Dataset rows
------------------------

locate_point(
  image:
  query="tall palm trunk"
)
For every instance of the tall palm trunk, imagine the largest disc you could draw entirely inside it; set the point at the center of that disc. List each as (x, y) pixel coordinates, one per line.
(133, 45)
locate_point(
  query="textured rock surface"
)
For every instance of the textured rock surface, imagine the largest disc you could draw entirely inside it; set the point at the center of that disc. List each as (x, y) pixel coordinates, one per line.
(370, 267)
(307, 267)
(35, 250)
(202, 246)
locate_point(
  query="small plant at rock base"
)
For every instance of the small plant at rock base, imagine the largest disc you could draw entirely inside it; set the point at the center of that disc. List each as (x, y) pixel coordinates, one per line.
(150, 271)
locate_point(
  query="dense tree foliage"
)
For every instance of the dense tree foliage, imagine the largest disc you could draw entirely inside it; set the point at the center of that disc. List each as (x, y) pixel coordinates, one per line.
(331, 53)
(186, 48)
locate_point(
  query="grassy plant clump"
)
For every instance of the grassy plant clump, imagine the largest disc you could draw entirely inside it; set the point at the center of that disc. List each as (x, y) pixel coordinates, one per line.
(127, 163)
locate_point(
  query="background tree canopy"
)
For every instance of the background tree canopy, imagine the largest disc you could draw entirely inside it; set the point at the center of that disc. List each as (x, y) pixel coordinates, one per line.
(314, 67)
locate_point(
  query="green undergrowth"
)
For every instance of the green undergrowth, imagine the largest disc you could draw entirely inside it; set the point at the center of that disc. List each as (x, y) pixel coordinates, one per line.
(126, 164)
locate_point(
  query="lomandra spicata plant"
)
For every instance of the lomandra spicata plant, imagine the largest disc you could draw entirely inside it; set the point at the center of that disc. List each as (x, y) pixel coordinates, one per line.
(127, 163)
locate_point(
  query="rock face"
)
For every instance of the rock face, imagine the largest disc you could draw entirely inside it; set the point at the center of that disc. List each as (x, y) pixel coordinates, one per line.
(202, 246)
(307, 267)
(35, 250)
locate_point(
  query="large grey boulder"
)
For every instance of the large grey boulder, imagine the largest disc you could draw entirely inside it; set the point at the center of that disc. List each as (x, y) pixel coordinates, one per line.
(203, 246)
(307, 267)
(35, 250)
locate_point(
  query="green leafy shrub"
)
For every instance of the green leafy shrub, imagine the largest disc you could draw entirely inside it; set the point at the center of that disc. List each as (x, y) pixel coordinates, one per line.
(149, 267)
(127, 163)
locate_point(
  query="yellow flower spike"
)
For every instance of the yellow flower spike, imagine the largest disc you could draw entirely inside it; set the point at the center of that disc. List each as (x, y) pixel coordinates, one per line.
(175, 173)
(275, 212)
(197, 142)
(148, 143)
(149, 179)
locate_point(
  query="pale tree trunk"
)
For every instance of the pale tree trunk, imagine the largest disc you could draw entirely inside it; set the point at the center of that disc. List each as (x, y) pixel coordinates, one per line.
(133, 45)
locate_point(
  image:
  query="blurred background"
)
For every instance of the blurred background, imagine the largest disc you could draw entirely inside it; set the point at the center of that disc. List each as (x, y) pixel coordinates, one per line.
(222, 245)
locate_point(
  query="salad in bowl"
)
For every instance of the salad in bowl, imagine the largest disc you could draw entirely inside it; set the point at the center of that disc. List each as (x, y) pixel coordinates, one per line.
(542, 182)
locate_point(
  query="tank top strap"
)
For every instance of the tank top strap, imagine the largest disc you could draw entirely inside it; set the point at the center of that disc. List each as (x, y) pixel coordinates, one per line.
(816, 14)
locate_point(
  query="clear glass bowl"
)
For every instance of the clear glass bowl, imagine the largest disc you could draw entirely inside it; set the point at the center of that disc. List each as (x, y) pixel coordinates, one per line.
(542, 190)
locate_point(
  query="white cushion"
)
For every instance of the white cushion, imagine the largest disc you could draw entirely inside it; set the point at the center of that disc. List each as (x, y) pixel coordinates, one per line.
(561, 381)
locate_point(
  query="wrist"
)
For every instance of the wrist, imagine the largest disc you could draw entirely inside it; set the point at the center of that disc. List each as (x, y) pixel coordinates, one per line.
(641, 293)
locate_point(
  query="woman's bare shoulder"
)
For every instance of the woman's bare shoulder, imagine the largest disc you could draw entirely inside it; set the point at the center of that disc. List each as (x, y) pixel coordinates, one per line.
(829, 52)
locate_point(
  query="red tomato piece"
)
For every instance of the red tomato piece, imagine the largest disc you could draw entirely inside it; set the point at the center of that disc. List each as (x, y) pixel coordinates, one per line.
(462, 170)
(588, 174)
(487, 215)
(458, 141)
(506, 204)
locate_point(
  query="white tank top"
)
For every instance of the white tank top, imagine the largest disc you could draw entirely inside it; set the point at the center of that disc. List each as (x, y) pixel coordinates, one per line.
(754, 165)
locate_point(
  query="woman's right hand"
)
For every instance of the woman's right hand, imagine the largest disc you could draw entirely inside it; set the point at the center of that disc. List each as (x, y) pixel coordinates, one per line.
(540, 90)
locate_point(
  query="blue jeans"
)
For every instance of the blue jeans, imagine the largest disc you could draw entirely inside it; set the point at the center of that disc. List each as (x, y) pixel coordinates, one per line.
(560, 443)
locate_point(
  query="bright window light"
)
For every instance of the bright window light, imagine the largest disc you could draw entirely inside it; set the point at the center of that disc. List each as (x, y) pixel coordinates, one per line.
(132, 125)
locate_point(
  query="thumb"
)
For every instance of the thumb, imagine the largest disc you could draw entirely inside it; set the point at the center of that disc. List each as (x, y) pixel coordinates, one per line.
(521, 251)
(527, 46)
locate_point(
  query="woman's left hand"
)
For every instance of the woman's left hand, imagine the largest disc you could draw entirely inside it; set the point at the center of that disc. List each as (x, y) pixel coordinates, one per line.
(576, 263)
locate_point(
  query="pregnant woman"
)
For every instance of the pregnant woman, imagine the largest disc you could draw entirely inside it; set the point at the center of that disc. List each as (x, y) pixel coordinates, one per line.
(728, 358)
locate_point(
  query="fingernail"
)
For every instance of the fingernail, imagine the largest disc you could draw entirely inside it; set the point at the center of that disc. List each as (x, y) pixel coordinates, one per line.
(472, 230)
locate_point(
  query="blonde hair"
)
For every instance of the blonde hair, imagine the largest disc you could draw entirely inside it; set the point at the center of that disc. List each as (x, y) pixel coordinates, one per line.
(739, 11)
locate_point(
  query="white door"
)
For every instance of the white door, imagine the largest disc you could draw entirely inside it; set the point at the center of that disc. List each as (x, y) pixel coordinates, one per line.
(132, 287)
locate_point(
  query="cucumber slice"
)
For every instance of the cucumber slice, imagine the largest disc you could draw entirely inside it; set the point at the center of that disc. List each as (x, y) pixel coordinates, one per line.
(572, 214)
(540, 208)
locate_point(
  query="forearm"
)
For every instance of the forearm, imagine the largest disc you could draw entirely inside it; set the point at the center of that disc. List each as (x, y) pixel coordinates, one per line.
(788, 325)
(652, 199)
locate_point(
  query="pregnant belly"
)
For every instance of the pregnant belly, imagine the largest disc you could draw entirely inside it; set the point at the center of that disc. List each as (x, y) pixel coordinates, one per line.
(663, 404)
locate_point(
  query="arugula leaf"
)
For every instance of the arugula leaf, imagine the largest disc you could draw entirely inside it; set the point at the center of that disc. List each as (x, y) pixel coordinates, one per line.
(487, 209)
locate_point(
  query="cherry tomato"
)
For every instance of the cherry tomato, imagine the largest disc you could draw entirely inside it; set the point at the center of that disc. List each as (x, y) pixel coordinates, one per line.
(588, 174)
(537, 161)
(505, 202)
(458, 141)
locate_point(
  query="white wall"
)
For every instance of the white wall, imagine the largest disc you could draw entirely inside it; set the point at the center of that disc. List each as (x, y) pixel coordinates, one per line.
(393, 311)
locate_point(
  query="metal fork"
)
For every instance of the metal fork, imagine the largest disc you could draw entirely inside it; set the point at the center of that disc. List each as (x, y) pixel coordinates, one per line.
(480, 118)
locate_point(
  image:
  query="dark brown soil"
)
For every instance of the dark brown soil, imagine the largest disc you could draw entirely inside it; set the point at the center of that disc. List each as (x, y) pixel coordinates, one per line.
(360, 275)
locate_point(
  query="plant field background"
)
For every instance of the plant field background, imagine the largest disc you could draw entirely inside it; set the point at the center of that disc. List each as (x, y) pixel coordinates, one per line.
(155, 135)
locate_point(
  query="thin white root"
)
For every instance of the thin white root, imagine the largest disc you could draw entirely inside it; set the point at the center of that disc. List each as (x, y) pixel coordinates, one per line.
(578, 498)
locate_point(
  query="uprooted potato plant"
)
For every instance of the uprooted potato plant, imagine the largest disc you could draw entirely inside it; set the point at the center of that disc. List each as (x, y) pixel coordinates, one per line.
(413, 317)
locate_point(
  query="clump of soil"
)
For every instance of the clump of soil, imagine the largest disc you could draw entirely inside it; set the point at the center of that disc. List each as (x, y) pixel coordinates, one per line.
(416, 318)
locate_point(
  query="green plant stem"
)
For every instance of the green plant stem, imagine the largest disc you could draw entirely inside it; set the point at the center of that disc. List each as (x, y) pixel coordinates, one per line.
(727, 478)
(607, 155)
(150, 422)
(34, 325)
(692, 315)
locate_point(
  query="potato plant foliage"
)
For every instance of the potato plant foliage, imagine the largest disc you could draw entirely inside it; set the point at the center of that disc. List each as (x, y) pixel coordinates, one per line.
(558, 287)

------------------------

*WORK TO DO*. Copy every line from the dataset rows above that contains the word "door".

*TASK RESULT*.
  query="white door"
For every instance of the white door, imagine the largest disc you could draw entirely inside it; set the point at the center of that disc. List each as (x, y) pixel coordinates, one per line.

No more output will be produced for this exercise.